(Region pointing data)
════════════════
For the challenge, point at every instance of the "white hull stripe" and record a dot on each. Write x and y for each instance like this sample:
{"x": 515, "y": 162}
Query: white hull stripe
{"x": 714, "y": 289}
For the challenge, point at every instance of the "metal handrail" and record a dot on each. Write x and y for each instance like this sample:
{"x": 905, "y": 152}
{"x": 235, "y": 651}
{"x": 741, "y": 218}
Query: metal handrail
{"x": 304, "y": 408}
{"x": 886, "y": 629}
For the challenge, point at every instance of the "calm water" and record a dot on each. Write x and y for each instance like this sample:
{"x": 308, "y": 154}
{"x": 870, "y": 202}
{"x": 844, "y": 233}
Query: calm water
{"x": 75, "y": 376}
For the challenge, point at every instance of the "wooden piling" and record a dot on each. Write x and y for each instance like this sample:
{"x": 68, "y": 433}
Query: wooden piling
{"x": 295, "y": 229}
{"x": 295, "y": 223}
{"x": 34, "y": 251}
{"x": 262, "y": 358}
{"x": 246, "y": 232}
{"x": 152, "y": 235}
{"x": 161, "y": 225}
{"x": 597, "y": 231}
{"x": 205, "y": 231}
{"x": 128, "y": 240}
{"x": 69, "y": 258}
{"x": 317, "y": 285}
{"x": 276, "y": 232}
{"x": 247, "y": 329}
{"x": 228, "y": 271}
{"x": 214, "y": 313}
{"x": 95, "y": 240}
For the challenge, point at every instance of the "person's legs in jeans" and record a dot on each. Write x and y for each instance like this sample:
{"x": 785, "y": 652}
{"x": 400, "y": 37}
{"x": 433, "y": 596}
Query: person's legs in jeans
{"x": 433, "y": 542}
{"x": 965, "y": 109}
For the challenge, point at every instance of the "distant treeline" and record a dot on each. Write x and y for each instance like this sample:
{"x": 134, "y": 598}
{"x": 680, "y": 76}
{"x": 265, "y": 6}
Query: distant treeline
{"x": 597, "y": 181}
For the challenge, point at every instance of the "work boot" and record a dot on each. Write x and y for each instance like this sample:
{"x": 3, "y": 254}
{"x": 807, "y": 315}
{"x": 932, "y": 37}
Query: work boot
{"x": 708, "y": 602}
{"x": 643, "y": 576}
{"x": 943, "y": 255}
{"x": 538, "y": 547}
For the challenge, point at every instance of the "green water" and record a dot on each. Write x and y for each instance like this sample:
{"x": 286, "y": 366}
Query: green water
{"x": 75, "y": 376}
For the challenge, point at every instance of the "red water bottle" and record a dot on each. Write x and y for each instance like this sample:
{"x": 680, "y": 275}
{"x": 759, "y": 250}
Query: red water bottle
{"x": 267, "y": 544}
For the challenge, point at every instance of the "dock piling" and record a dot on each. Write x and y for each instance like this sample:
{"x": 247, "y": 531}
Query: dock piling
════════════════
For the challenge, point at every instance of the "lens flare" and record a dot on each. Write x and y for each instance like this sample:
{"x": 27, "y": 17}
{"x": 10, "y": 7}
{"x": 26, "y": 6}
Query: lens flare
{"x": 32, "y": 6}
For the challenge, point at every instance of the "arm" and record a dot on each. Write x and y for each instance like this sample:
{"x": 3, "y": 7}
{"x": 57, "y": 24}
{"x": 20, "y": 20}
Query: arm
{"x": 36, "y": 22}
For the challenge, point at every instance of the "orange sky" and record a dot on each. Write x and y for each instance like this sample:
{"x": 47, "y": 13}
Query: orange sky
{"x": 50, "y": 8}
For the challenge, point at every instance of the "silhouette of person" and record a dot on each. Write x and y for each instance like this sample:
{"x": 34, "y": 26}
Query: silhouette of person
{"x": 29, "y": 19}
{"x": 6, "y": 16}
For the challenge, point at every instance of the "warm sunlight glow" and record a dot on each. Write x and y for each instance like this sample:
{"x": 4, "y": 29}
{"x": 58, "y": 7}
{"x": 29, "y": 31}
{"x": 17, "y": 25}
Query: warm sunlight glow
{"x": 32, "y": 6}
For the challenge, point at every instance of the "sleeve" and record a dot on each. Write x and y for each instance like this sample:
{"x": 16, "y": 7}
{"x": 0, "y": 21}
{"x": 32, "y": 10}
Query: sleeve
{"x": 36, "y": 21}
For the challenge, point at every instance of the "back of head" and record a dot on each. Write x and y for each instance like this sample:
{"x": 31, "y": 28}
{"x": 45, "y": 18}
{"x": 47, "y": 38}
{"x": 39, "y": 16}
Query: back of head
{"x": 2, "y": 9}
════════════════
→ ASSIGNMENT
Using the data above, return each line that includes the word "dock".

→ SOLUTION TO THE EXERCISE
For the challenge, point at every instance of the "dock piling" and record a dot on each. Write x and y for each instance like this sample:
Query: dock piling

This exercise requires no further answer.